**Working data**
◇ ◇ ◇ ◇

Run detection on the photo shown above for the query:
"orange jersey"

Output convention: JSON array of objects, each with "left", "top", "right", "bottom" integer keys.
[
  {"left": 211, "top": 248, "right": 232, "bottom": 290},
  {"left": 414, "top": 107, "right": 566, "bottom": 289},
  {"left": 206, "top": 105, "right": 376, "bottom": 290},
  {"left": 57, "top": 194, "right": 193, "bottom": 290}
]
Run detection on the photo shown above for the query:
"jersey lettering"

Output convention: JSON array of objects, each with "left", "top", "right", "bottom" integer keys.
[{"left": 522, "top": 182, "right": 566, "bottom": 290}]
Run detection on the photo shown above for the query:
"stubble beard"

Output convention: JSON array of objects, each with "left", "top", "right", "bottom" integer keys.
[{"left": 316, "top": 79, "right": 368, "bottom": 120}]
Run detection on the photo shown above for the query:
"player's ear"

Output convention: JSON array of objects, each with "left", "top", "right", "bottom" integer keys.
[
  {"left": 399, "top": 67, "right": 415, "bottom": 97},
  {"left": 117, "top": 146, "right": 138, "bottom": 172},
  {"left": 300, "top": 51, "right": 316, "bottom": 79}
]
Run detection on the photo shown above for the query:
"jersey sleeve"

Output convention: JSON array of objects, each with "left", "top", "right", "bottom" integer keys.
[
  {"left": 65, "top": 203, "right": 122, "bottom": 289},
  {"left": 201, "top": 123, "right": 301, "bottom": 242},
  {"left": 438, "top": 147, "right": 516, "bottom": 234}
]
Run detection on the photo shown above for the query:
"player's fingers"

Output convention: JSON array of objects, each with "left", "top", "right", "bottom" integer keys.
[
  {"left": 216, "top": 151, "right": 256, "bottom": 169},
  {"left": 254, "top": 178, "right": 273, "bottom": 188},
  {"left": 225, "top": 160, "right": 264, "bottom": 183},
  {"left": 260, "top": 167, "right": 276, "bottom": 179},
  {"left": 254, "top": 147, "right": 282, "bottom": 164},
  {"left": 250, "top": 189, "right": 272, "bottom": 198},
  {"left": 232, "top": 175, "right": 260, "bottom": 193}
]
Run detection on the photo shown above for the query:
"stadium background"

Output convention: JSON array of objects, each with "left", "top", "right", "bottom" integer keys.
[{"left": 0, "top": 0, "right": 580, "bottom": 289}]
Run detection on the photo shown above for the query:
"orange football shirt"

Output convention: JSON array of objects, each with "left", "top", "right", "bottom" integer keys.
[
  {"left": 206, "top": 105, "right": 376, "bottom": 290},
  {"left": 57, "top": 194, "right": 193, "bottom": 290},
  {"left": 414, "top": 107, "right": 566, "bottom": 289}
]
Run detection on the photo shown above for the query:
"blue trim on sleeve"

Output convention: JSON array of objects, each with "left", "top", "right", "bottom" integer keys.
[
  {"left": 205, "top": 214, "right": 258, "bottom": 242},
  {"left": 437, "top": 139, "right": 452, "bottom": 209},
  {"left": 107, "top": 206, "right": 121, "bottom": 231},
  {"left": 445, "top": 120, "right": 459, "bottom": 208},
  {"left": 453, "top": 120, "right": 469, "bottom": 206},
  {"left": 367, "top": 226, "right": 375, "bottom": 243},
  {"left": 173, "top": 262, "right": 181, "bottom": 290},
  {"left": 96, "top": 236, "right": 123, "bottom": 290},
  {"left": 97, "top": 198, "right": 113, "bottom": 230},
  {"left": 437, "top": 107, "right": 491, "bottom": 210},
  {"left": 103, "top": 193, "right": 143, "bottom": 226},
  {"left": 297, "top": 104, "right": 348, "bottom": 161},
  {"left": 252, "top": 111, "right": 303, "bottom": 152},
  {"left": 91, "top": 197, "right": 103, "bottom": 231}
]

◇ ◇ ◇ ◇

**Job**
Take the lines above and retype all of them exactly.

**Task solution**
Run detection on the photo shown above for the query:
"orange jersey"

Output convention: JSON array of objects, each with "left", "top", "right", "bottom" integer keys.
[
  {"left": 211, "top": 248, "right": 232, "bottom": 290},
  {"left": 414, "top": 107, "right": 566, "bottom": 289},
  {"left": 206, "top": 105, "right": 376, "bottom": 290},
  {"left": 57, "top": 194, "right": 193, "bottom": 290}
]
Run detection on the photo shown above for the query:
"jersey lettering"

Output convention: JSON array of objects, each with "left", "top", "right", "bottom" integer keys.
[{"left": 522, "top": 182, "right": 566, "bottom": 290}]
Run detection on the photo shown above for the query:
"stubble beard"

Output convention: JSON array of objects, each with "left", "top", "right", "bottom" integer keys.
[{"left": 316, "top": 79, "right": 368, "bottom": 120}]
Run detection on the photo shown above for the query:
"player's ear"

Output convention: JSON array of objects, each with "left", "top", "right", "bottom" integer keys.
[
  {"left": 399, "top": 67, "right": 415, "bottom": 97},
  {"left": 117, "top": 146, "right": 138, "bottom": 172},
  {"left": 300, "top": 51, "right": 316, "bottom": 79}
]
Run detection on the photo shown above for the query:
"jersey sleeve"

Output convention: JSON array of objects, each with "left", "top", "right", "bottom" integer keys.
[
  {"left": 65, "top": 203, "right": 122, "bottom": 289},
  {"left": 201, "top": 123, "right": 301, "bottom": 242},
  {"left": 438, "top": 147, "right": 516, "bottom": 234}
]
Run detection on the photo shown above for the query:
"player's fingers"

Output convention: JSON array of objects, each with "left", "top", "right", "bottom" integer keys.
[
  {"left": 216, "top": 151, "right": 256, "bottom": 169},
  {"left": 254, "top": 178, "right": 273, "bottom": 188},
  {"left": 225, "top": 160, "right": 264, "bottom": 183},
  {"left": 260, "top": 167, "right": 276, "bottom": 179},
  {"left": 254, "top": 147, "right": 282, "bottom": 164},
  {"left": 250, "top": 189, "right": 272, "bottom": 198},
  {"left": 232, "top": 175, "right": 260, "bottom": 193}
]
Run detection on the photo shown above for the query:
"stadium background"

Output convention: JSON array of objects, each with "left", "top", "right", "bottom" integer keys.
[{"left": 0, "top": 0, "right": 580, "bottom": 289}]
Run detection on the photo shown above for the query:
"orange football shirt"

Output convention: JSON array of objects, each with "left", "top", "right", "bottom" integer keys.
[
  {"left": 206, "top": 105, "right": 376, "bottom": 290},
  {"left": 57, "top": 194, "right": 193, "bottom": 290},
  {"left": 414, "top": 107, "right": 566, "bottom": 289}
]
Run detection on the photo shown above for the query:
"blue trim on sleeve"

Output convention: JSON array of objects, each with "left", "top", "right", "bottom" integer keys.
[
  {"left": 205, "top": 214, "right": 258, "bottom": 242},
  {"left": 437, "top": 139, "right": 452, "bottom": 209},
  {"left": 107, "top": 206, "right": 121, "bottom": 231},
  {"left": 445, "top": 120, "right": 459, "bottom": 208},
  {"left": 453, "top": 120, "right": 469, "bottom": 206},
  {"left": 367, "top": 226, "right": 375, "bottom": 243},
  {"left": 173, "top": 262, "right": 181, "bottom": 290},
  {"left": 96, "top": 236, "right": 123, "bottom": 290},
  {"left": 97, "top": 198, "right": 113, "bottom": 230},
  {"left": 437, "top": 107, "right": 491, "bottom": 210},
  {"left": 103, "top": 193, "right": 143, "bottom": 226},
  {"left": 297, "top": 104, "right": 348, "bottom": 161},
  {"left": 252, "top": 111, "right": 303, "bottom": 152},
  {"left": 91, "top": 197, "right": 103, "bottom": 231}
]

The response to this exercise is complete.